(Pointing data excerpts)
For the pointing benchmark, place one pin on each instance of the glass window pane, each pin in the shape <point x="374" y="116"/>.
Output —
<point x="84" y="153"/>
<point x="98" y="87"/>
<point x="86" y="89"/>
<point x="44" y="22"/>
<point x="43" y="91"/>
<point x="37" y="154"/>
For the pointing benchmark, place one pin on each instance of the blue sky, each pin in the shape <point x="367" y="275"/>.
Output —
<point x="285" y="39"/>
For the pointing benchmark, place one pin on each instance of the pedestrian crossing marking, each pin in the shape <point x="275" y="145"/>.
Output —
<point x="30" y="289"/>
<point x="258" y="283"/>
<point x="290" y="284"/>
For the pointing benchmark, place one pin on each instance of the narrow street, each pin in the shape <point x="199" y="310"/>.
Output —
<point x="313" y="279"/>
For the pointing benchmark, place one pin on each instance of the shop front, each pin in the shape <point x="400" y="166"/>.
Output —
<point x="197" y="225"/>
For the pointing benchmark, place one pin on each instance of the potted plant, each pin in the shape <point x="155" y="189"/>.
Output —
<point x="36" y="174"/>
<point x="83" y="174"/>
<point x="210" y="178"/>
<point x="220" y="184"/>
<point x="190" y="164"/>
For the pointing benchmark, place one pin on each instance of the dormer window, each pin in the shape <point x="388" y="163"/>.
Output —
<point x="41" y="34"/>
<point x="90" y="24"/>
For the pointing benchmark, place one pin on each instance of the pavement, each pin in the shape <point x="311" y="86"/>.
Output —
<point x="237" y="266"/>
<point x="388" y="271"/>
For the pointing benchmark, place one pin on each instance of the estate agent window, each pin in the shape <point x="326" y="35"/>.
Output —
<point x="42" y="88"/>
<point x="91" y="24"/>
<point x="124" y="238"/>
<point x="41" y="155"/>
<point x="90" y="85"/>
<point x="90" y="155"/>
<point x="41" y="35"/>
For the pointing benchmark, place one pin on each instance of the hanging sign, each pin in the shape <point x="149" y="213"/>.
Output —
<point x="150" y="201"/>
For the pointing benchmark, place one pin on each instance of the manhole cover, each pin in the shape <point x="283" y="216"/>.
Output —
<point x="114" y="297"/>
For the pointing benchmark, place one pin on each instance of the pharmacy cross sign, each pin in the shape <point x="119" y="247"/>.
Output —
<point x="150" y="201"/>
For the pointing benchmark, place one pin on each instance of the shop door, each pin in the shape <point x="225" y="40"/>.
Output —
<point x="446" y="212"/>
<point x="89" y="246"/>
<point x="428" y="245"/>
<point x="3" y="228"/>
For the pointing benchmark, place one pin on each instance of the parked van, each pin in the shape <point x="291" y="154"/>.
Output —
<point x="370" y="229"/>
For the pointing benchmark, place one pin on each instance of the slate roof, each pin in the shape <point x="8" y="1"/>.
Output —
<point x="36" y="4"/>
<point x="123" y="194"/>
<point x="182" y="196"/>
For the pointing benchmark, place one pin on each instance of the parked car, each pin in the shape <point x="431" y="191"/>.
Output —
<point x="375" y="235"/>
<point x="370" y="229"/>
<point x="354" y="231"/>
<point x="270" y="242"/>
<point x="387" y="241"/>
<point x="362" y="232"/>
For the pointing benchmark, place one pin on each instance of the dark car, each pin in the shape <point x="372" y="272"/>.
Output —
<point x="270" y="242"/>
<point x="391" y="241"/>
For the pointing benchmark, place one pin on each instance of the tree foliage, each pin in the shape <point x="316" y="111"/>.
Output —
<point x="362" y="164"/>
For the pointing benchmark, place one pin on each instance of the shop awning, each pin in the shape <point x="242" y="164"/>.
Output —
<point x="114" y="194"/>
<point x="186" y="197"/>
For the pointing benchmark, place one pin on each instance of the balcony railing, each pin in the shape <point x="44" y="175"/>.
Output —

• [Aim] Reproduce verbatim the lines of the listing beginning with the line that contains "of the balcony" and continuing through the final line of the listing, including both.

• [Correct output]
For the pointing benchmark, place one pin on each instance of the balcony railing, each pin in the shape <point x="44" y="175"/>.
Output —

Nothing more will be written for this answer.